== TEXT PROVIDED ==
Analog Recovery 4: Starry Night


“Glamorous premieres are nothing new to Hollywood, but according to some observers, Hollywood outdid itself on the opening of Judy Garland's new film, A Star is Born. Searchlights streaked the night sky above the Pantages Theater and 30,000 people jammed the streets to watch a galaxy of stars pour in to honor Judy.”—from Magnum Photos distribution sheet

For the latest installment in a regular series copresented with the Magnum Photos Archive and edited by John Jacob, we feature stunning photographs by Dennis Stock of "one of the biggest street carnivals of all time"—the 1954 premiere of the classic film A Star is Born.

== WHAT THIS EXERCISE ASKS ==
A. Transcribe the Analog Recovery text from "For the latest" up to and including "film A Star is Born.".
B. In the Analog Recovery text, above which theater did searchlights streak the night sky?
C. Take the Analog Recovery text about the 1954 A Star is Born premiere further, picking up after its last sentence.
The rows that follow come from a different source than the Analog Recovery text.

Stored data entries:

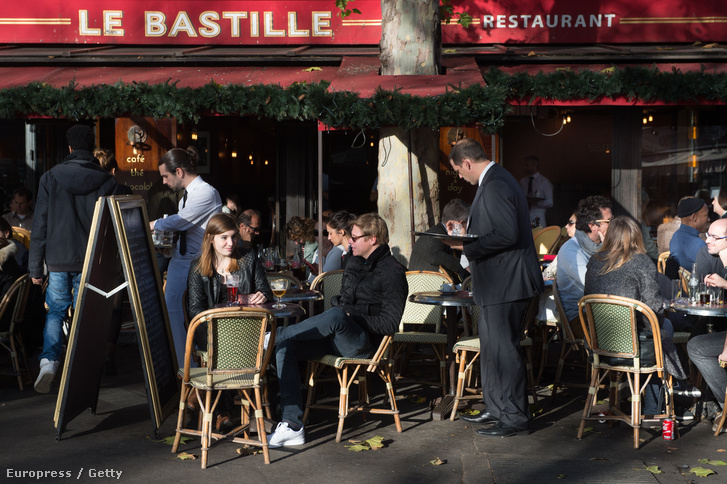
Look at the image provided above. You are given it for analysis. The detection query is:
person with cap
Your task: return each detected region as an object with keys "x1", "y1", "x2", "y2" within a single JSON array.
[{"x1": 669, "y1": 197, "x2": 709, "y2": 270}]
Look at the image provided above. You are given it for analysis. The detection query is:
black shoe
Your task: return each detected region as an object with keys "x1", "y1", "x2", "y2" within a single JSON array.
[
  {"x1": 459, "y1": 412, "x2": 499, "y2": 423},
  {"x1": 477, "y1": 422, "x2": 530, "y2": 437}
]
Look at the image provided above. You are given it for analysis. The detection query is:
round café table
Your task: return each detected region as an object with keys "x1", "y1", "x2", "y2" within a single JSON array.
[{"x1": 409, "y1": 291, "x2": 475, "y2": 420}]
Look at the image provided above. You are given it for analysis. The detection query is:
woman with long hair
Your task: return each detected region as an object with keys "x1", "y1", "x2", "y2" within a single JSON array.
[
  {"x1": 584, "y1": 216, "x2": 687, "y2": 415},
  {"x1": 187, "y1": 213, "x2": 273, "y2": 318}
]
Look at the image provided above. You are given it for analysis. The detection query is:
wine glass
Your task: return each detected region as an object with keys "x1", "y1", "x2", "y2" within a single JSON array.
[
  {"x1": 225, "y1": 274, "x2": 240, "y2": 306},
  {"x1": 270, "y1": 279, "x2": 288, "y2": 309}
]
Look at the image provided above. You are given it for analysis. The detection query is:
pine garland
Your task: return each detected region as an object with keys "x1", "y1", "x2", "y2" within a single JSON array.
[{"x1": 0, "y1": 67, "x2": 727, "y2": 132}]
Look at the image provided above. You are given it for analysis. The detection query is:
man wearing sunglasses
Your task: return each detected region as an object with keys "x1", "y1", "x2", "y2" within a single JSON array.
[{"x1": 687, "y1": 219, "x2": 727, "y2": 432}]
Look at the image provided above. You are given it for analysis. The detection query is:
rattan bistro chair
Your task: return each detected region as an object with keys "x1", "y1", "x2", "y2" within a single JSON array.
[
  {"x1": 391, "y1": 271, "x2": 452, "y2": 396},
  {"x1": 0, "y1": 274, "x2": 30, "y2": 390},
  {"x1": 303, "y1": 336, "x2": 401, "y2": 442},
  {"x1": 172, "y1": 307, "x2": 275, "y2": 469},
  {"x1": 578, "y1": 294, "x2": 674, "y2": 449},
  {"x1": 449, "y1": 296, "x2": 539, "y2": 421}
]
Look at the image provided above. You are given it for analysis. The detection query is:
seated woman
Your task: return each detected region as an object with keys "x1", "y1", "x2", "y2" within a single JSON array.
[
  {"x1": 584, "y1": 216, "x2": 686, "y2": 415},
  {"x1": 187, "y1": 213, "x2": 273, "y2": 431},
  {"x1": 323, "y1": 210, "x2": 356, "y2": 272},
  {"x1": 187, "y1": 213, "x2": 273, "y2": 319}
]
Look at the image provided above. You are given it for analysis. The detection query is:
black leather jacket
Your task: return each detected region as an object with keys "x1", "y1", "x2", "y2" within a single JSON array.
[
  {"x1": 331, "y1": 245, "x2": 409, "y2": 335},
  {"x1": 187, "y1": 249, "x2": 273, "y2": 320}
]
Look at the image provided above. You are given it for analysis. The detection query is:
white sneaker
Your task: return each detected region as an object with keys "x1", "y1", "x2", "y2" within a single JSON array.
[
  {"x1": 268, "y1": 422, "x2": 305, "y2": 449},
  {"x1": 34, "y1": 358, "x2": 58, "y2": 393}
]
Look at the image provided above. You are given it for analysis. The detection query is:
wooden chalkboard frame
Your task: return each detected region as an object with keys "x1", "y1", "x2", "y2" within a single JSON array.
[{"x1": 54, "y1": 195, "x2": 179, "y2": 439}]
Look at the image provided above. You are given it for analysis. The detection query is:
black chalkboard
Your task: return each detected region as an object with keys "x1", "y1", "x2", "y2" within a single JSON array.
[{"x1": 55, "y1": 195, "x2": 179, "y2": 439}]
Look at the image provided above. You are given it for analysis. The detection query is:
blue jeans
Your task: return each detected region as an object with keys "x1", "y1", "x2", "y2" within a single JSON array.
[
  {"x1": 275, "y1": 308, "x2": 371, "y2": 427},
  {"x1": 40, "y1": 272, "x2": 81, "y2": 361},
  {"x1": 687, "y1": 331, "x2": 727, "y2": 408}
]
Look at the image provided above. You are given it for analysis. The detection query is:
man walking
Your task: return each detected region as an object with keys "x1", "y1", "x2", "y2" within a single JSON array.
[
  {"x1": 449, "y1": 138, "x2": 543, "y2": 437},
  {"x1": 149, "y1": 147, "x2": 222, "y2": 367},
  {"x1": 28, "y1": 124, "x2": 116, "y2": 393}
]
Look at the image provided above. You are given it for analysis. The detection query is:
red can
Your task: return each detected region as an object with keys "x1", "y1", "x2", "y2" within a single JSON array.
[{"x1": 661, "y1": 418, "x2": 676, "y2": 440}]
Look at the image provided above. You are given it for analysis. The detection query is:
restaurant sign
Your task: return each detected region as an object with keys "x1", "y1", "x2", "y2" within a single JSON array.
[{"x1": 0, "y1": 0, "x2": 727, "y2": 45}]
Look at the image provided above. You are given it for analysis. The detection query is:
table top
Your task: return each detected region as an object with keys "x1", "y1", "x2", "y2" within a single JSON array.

== ANSWER SECTION ==
A.
For the latest installment in a regular series copresented with the Magnum Photos Archive and edited by John Jacob, we feature stunning photographs by Dennis Stock of "one of the biggest street carnivals of all time"—the 1954 premiere of the classic film A Star is Born.

B. The Pantages Theater.

C.
New York City native Dennis Stock (1928–2010) left home at 17 to join the United States Navy. In 1947, he became an apprentice to Life magazine photographer Gjon Mili and won first prize in the publication’s Young Photographers contest. He joined the photographic cooperative Magnum Photos in 1951. Stock is perhaps best known for his iconic photographs of Hollywood stars, most notably James Dean, as well as his lively portraits of jazz musicians such as Louis Armstrong, Billie Holiday, Gene Krupa, and Duke Ellington, which were published in the book Jazz Street (Doubleday, 1960). In 1968, Stock took a one-year leave of absence from Magnum to create the film-production company Visual Objectives, where he shot several documentaries. He subsequently served as president of Magnum’s film and new-media division in 1969 and 1970. His photographic subjects in the ensuing years included California hippies, landscapes, and the architecture of large cities. Stock taught numerous workshops and exhibited his work widely in France, Germany, Italy, the U.S., and Japan.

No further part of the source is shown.